_What this task involves_
Extract every line of the data below that contains the string "window", and copy each such line in full.

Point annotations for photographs
[Begin]

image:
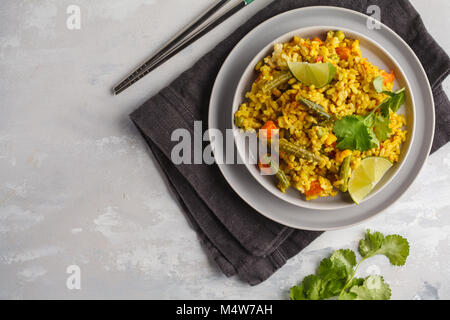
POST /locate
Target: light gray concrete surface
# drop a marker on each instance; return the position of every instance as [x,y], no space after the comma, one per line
[79,187]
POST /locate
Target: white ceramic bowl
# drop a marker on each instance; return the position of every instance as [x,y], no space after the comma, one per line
[377,56]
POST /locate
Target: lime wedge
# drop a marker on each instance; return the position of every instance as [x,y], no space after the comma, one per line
[317,74]
[366,177]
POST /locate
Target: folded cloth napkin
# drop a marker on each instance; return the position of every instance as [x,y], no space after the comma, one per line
[238,238]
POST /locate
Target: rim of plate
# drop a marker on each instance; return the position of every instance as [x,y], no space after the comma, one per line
[311,204]
[314,227]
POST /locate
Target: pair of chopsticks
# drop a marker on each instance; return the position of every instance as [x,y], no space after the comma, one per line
[186,37]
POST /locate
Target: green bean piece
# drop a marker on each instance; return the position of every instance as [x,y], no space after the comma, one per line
[238,121]
[287,133]
[345,173]
[321,131]
[340,35]
[316,109]
[291,148]
[278,79]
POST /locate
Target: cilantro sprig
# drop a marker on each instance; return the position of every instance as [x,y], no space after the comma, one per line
[366,132]
[336,275]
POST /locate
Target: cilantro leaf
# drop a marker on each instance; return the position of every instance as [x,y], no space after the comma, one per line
[394,247]
[309,289]
[335,275]
[372,288]
[378,84]
[353,134]
[397,99]
[332,275]
[381,127]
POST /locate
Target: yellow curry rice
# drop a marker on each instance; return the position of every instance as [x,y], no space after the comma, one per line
[351,92]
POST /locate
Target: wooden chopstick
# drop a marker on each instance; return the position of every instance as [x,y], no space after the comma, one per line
[183,40]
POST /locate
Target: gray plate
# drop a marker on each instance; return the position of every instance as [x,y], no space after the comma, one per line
[273,207]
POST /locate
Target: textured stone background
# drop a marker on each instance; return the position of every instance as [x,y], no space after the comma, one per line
[78,186]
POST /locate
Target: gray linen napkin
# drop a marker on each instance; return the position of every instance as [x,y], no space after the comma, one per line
[235,236]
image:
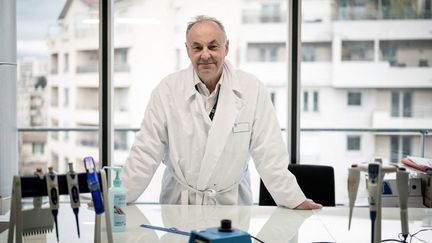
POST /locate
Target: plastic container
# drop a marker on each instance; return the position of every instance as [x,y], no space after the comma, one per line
[117,202]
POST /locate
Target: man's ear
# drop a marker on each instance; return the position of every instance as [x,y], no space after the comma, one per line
[187,49]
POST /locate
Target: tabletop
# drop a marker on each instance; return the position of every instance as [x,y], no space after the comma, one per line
[269,224]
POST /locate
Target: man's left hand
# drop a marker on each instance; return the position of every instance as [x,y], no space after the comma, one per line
[308,204]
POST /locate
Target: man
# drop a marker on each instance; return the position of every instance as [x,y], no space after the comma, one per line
[203,122]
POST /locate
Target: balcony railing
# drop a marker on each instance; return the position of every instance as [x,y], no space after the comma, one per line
[258,16]
[422,132]
[353,13]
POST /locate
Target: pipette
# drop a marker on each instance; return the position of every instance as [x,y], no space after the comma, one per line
[402,177]
[72,180]
[53,194]
[353,183]
[373,189]
[93,183]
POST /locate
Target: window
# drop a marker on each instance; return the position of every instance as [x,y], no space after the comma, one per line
[400,146]
[316,52]
[373,79]
[66,63]
[266,52]
[406,53]
[353,143]
[357,51]
[121,60]
[66,97]
[401,104]
[316,101]
[354,98]
[314,95]
[305,100]
[38,148]
[273,97]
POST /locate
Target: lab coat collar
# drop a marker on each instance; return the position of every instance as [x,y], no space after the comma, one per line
[230,79]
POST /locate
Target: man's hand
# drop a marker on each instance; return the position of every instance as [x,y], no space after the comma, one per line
[308,204]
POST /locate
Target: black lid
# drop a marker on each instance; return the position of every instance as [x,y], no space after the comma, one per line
[225,225]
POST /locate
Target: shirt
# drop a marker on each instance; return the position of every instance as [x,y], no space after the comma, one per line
[208,99]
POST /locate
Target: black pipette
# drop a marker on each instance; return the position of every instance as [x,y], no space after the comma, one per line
[72,180]
[53,194]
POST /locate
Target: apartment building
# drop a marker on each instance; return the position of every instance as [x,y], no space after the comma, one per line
[31,112]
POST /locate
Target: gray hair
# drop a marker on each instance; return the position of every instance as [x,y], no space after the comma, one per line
[204,18]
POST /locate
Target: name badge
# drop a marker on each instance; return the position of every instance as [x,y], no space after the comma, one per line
[241,127]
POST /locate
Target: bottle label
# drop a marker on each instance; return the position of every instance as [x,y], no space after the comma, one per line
[119,215]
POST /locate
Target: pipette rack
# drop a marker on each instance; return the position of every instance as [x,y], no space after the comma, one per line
[33,186]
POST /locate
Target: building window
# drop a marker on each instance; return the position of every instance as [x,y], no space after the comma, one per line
[120,141]
[273,97]
[403,53]
[400,146]
[305,100]
[266,52]
[314,95]
[316,101]
[316,52]
[401,104]
[66,97]
[270,13]
[66,63]
[38,148]
[353,143]
[354,98]
[357,50]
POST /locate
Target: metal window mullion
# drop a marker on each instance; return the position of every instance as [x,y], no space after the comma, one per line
[106,144]
[293,85]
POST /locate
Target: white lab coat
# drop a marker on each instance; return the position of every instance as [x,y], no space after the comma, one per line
[207,161]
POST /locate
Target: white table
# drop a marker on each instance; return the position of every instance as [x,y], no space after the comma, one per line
[270,224]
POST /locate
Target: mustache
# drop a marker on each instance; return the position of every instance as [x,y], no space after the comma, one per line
[209,61]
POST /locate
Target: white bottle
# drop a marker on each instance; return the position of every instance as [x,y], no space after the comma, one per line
[117,202]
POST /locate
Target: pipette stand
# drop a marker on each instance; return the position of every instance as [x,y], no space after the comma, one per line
[383,170]
[33,186]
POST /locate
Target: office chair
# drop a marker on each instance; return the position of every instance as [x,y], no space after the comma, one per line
[316,181]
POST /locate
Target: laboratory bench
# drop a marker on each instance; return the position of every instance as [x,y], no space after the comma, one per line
[267,223]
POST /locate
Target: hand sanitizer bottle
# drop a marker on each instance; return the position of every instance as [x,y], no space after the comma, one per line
[117,202]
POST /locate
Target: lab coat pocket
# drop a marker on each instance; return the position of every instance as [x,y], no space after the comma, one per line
[241,127]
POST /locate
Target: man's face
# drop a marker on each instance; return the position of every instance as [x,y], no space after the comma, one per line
[207,47]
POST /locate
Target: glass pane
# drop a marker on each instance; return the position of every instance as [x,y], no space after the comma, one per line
[256,30]
[381,57]
[58,82]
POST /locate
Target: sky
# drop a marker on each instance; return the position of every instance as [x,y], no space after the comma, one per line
[34,18]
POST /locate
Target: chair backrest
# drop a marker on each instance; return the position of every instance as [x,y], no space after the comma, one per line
[316,181]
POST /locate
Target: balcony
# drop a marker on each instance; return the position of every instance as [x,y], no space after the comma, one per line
[381,119]
[355,74]
[87,116]
[370,13]
[87,68]
[268,72]
[252,16]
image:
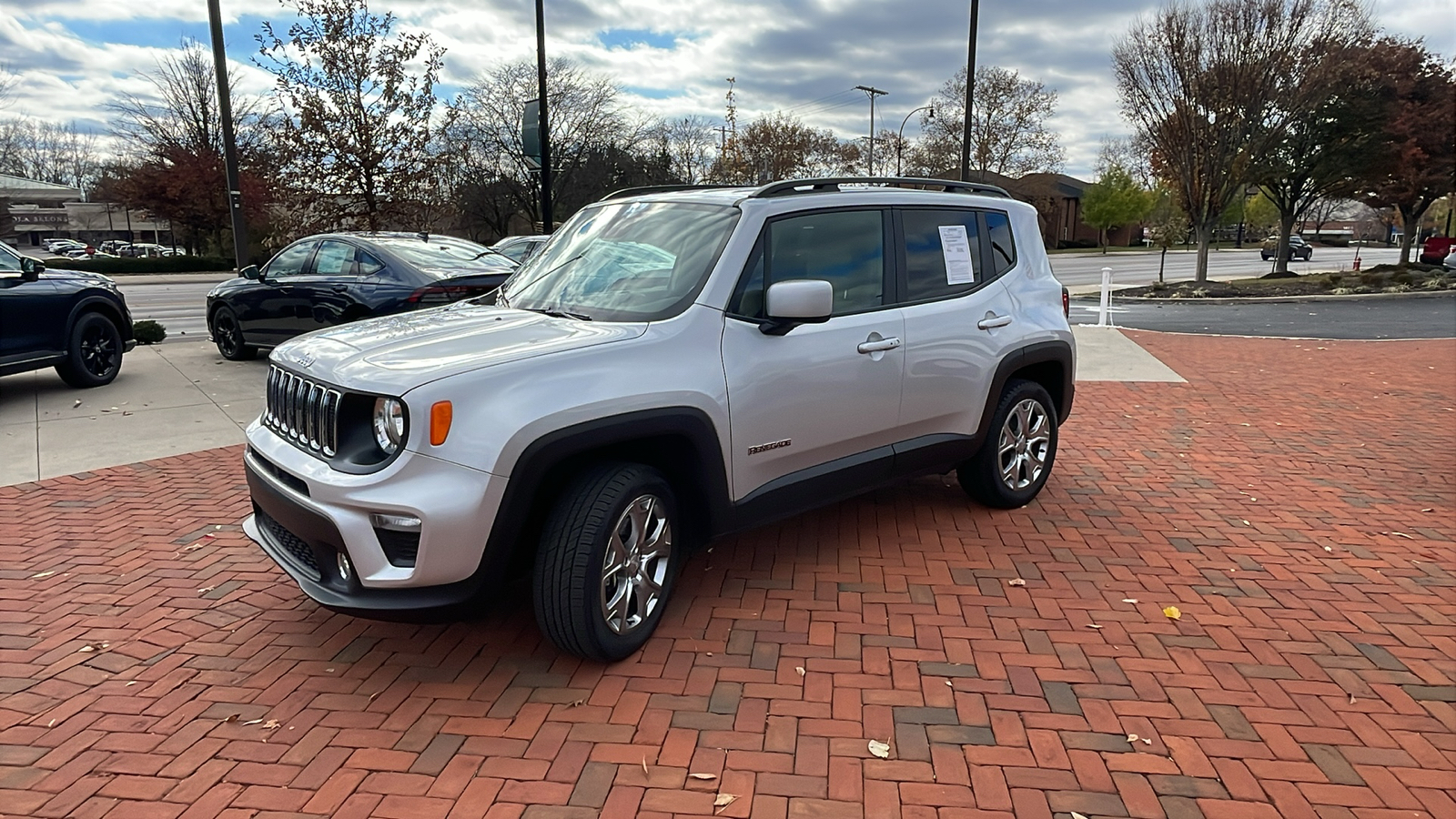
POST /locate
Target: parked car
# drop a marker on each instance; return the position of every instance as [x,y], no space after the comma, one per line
[1298,248]
[1436,249]
[341,278]
[521,248]
[673,366]
[73,321]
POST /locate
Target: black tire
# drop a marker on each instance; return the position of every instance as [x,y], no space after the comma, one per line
[228,334]
[982,475]
[94,353]
[571,570]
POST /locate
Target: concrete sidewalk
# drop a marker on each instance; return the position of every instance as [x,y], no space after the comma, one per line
[182,397]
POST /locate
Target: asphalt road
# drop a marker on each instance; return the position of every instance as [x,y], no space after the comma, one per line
[1387,317]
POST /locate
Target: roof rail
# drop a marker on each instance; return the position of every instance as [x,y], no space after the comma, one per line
[791,187]
[659,189]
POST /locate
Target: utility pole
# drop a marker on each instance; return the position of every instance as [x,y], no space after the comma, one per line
[225,111]
[873,94]
[541,82]
[970,95]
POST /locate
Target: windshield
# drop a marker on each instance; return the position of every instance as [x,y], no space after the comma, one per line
[444,254]
[625,261]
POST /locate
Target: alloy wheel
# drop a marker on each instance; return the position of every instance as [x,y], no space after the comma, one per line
[637,562]
[1026,439]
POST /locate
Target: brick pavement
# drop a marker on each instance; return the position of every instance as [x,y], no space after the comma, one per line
[1296,500]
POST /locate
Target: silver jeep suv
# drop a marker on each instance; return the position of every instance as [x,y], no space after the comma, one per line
[673,366]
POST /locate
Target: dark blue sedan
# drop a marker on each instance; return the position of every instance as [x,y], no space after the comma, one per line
[339,278]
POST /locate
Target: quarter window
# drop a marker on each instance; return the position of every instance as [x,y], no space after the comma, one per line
[290,261]
[334,258]
[943,252]
[1004,248]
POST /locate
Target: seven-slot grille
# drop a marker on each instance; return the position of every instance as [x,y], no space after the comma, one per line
[303,411]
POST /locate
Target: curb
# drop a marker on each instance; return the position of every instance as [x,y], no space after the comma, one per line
[1273,299]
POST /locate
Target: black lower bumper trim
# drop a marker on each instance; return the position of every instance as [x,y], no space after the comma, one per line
[320,581]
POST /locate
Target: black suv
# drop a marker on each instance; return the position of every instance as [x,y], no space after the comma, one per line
[69,319]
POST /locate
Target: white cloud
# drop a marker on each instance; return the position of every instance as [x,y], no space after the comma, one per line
[784,53]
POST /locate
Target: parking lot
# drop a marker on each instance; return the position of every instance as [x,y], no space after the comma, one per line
[1293,500]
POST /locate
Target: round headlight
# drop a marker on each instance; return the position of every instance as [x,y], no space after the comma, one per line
[389,424]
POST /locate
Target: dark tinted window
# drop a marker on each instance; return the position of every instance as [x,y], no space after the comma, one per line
[943,252]
[334,258]
[291,259]
[844,248]
[1004,249]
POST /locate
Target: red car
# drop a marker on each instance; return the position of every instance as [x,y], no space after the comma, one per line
[1436,249]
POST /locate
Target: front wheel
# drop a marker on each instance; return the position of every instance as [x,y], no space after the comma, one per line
[1016,460]
[228,334]
[608,561]
[94,353]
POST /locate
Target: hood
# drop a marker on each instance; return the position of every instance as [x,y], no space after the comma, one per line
[393,354]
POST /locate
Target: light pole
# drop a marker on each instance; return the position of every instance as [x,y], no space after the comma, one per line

[End]

_Completed exercise_
Target: window
Target: building window
Target: metal window mullion
Target: quarter window
Target: dark tinted window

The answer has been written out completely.